> Stored records
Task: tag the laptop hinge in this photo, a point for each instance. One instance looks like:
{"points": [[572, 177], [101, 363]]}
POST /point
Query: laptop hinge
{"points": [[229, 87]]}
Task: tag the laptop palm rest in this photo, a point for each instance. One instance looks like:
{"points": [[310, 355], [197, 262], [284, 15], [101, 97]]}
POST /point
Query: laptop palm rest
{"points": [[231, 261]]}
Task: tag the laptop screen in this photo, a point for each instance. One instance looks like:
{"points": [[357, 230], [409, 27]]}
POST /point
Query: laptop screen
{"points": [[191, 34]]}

> Exercise
What is needed is a word-for-word copy of all the entries.

> Exercise response
Task: tag the laptop hinge in this photo, a point for each instance. One instance looks like:
{"points": [[572, 177], [101, 363]]}
POST /point
Query: laptop hinge
{"points": [[229, 87]]}
Task: tag the laptop palm rest in this photo, a point for each instance. One instance looks like:
{"points": [[310, 355], [197, 262], [284, 15], [101, 97]]}
POST /point
Query: laptop palm rest
{"points": [[231, 261]]}
Task: tag the laptop screen in this photo, a point for each instance. One instance looks like:
{"points": [[357, 230], [409, 27]]}
POST /point
Query: laptop screen
{"points": [[191, 34]]}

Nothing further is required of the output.